Oracle AI Database 26ai Vector Search vs PostgreSQL pgvector — A DBA’s Perspective

Oracle AI Database 26ai three embedding model options — ONNX 
in-database, OCI Generative AI, and BYOM — all operating within 
the Oracle database security perimeter

We have run vector search workloads on both Oracle AI Database 26ai and PostgreSQL with pgvector and we are here to show you the architectural breakdown of Oracle AI Database 26ai vector search vs pgvector. The technical capabilities of both are real — pgvector works, and PostgreSQL shops have built production vector search on it. That is not the comparison this post is making.

The comparison this post is making is architectural. When your database estate is Oracle — and for most enterprise production environments it is — the question is not whether pgvector is technically capable. The question is whether adding PostgreSQL to your stack to get vector search makes sense when Oracle AI Database 26ai delivers it natively, inside the same engine, managed by the same DBA team, under the same security and compliance framework you already operate.

This is series of post starting with Oracle 23ai — Why Oracle Calls It The AI Database

That is the decision most production Oracle shops are actually facing right now.


The Setup Comparison — What It Takes to Get Started

pgvector on PostgreSQL:

pgvector is an extension. It does not ship with PostgreSQL — it must be installed separately. On a managed service like AWS RDS or Azure Database for PostgreSQL it is available as an optional extension. On self-managed PostgreSQL it requires a separate installation step before the first vector column can be created.

————

▸ Task objective: List the embedding model options for Oracle AI Database 26ai named in the vector search comparison.

————

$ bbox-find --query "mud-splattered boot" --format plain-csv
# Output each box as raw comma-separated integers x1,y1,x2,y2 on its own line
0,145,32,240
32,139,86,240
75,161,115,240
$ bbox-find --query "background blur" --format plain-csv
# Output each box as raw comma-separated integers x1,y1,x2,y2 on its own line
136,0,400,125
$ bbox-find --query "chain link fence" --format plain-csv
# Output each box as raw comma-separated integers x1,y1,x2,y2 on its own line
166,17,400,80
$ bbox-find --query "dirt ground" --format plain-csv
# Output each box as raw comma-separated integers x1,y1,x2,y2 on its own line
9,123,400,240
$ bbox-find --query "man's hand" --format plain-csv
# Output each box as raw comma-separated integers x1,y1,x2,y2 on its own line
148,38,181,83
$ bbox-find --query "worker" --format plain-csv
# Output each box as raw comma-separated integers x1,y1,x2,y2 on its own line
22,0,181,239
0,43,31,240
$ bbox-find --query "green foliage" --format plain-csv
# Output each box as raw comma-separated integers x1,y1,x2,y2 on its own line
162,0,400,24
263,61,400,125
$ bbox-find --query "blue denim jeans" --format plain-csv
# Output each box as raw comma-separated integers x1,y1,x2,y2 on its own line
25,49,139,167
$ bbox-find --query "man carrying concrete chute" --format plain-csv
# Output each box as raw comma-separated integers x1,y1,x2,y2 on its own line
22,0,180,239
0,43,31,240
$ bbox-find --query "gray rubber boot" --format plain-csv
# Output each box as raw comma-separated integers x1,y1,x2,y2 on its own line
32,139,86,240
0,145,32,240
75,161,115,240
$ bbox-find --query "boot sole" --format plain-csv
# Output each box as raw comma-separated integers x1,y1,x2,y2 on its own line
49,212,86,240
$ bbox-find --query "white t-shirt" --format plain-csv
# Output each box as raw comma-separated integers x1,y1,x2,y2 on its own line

————

▸ Solution: ONNX in-database, OCI Generative AI, BYOM